- The task:
Starting at the line with "For the scoring pass, find every instance of the sky", copy each line through the last one below exactly as written, without any pictures.

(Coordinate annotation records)
•••
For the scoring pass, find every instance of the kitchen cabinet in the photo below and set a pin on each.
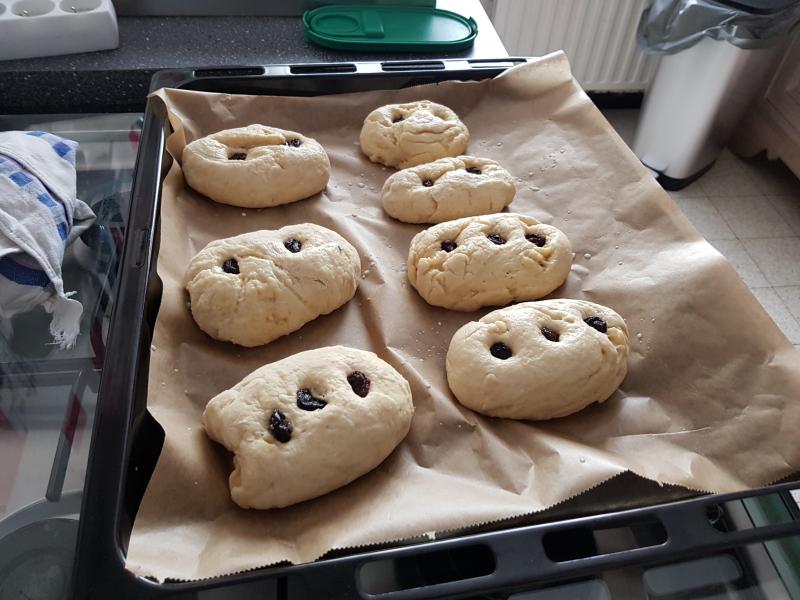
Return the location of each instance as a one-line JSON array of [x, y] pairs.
[[773, 123]]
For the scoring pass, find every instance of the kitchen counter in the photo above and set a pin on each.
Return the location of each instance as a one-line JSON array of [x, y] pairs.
[[118, 80]]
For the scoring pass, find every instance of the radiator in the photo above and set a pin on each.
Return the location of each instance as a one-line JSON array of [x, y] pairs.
[[599, 37]]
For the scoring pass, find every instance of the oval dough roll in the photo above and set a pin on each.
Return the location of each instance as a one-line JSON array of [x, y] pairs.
[[446, 189], [538, 360], [253, 288], [308, 424], [489, 260], [256, 166], [404, 135]]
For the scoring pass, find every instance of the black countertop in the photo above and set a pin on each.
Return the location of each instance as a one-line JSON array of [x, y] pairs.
[[118, 80]]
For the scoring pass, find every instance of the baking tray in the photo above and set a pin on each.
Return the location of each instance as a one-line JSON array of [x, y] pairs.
[[669, 523]]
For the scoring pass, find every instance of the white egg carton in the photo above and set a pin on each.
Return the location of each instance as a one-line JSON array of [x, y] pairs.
[[31, 28]]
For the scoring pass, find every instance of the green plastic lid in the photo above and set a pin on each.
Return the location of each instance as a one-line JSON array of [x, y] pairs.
[[389, 27]]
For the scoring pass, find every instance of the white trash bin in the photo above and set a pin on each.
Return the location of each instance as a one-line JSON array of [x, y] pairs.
[[718, 58]]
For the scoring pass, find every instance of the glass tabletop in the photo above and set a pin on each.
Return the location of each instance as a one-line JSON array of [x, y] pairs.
[[48, 395]]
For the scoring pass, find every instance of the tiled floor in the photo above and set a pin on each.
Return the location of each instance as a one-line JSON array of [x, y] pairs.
[[749, 209]]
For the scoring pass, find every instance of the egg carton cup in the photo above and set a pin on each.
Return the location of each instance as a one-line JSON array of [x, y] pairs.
[[32, 28]]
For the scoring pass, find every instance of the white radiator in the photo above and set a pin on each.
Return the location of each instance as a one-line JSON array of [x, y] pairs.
[[599, 37]]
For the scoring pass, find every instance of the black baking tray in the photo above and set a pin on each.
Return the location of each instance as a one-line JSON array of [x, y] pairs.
[[668, 523]]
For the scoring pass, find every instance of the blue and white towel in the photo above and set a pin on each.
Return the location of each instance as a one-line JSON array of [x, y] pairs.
[[39, 216]]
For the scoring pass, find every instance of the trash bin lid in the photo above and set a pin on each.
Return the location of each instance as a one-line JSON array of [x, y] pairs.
[[759, 7], [389, 27]]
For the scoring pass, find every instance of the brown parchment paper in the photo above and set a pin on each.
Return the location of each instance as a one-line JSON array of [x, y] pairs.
[[710, 401]]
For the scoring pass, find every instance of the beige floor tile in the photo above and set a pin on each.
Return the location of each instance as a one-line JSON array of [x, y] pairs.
[[772, 303], [789, 208], [791, 298], [752, 217], [777, 258], [728, 178], [703, 215], [741, 261]]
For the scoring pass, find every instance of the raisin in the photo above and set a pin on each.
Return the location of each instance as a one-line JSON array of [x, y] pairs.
[[293, 245], [500, 350], [449, 245], [280, 426], [597, 323], [536, 239], [307, 401], [550, 334], [359, 382], [231, 266]]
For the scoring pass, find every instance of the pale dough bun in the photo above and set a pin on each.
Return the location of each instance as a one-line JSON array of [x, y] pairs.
[[404, 135], [258, 286], [489, 260], [256, 166], [538, 360], [308, 424], [446, 189]]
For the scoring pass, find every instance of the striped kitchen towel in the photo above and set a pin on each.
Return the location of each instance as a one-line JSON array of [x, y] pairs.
[[39, 216]]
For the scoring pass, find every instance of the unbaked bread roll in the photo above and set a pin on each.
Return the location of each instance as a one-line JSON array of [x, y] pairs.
[[404, 135], [252, 288], [308, 424], [256, 166], [490, 260], [538, 360], [446, 189]]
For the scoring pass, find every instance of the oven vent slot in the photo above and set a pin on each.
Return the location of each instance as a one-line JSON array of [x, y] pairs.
[[329, 68], [229, 72], [417, 65]]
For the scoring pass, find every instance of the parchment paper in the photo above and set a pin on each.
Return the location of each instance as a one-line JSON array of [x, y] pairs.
[[710, 401]]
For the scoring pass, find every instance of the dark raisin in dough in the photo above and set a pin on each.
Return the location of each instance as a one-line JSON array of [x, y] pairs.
[[550, 334], [359, 382], [449, 245], [500, 350], [536, 239], [231, 266], [293, 245], [307, 401], [280, 426], [597, 323]]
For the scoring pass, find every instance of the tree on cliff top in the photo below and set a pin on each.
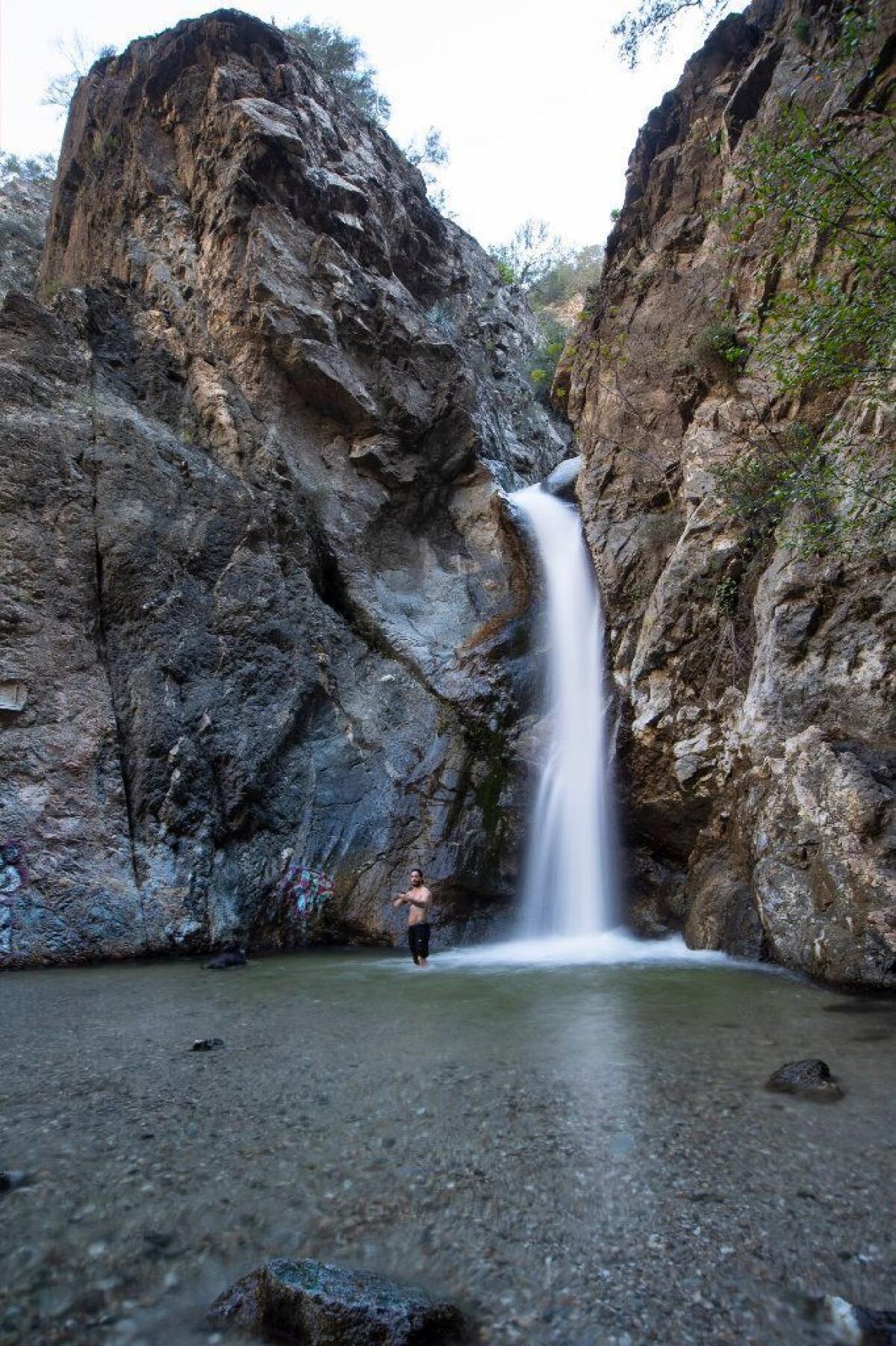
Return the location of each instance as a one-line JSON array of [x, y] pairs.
[[654, 20], [343, 62], [80, 55]]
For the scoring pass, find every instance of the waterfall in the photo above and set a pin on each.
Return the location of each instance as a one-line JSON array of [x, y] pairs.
[[570, 872]]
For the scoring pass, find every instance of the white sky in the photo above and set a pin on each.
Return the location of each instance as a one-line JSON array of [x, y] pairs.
[[538, 112]]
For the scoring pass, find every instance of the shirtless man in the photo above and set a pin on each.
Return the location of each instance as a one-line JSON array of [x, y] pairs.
[[419, 901]]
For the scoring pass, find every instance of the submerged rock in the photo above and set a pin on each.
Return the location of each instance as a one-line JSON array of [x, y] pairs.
[[809, 1077], [312, 1302], [229, 960]]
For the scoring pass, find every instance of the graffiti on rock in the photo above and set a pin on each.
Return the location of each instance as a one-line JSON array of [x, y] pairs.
[[308, 889], [13, 871], [13, 875]]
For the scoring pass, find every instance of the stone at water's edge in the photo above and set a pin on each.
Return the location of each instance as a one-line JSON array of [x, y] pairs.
[[319, 1305], [810, 1077]]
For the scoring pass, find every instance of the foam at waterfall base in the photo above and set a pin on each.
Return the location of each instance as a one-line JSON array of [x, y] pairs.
[[609, 948]]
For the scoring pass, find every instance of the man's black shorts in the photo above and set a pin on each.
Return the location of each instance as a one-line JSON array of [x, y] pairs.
[[419, 940]]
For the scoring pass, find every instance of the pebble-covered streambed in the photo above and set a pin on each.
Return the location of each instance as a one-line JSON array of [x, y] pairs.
[[575, 1156]]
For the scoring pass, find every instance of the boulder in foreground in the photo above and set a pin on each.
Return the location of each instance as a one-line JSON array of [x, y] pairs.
[[311, 1302], [810, 1077]]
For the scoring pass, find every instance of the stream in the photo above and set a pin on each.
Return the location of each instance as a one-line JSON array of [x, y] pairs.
[[575, 1154]]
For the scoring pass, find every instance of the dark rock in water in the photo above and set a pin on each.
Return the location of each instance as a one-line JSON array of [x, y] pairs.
[[856, 1325], [311, 1302], [231, 960], [809, 1077]]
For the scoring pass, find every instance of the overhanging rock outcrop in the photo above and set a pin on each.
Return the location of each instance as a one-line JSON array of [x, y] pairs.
[[258, 582], [759, 743]]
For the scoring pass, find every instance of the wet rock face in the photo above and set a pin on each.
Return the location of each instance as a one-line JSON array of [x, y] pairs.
[[23, 220], [314, 1303], [756, 686], [260, 591]]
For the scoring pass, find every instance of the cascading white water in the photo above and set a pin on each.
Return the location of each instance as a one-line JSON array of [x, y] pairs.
[[570, 871]]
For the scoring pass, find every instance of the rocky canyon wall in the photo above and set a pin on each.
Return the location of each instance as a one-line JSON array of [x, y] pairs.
[[755, 681], [263, 614]]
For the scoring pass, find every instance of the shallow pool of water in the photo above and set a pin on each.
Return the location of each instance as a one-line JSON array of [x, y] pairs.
[[575, 1153]]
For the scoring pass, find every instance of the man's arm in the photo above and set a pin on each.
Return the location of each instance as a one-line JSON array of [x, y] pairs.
[[423, 901]]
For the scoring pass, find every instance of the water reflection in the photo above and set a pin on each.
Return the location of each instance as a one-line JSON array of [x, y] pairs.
[[568, 1151]]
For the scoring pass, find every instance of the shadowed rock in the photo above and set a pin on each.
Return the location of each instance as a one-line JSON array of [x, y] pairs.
[[256, 454], [229, 960], [810, 1077], [315, 1303], [857, 1326]]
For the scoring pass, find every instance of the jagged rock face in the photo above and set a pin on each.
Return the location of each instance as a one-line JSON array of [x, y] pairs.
[[756, 750], [23, 216], [261, 598]]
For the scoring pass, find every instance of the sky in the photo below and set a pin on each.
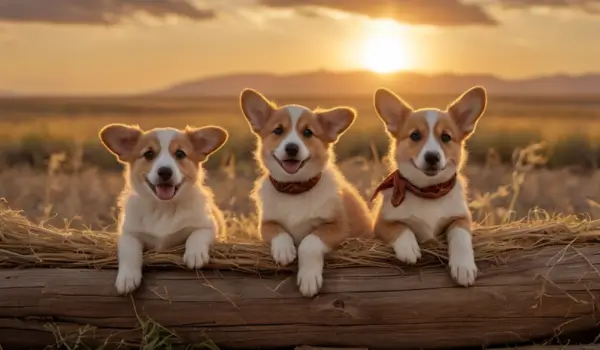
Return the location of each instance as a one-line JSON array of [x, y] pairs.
[[130, 46]]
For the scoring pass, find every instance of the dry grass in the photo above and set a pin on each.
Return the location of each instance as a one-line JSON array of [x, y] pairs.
[[26, 244]]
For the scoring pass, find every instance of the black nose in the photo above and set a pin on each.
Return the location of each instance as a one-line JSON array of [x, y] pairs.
[[432, 158], [165, 173], [291, 149]]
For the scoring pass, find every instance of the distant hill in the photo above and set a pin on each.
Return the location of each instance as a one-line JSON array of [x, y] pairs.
[[325, 83]]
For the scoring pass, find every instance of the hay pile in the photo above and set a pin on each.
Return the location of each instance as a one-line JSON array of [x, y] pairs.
[[24, 244]]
•••
- Solution to the problem:
For the scoring pass, find every instance of the sky in the photo below and set a pin on each.
Return the location of each instance as a one-line JSON array of [x, y] pairs.
[[130, 46]]
For the scoring pass, find every instance of the dry grass in the photo above and set a pin on each.
Return the location of each instance as a one-line JSON array of [x, y] pairs.
[[26, 244]]
For the scoring pass, find every instance of the black nose in the photo above and set a pin on each.
Return the location of each instance as a one-line JSON array of [x, y] pairs.
[[432, 158], [165, 173], [291, 149]]
For the scoring pass, find every instance of the distant hill in the photo above and set a pin on each.
Return the location of each instance as a one-line JSON array of [x, y] pairs.
[[325, 83]]
For the scoring pass, find every instance of the hay pile in the photo above and set a pin on each.
Return the location of each instance as a one-line JSON array of [x, y] pairs.
[[24, 244]]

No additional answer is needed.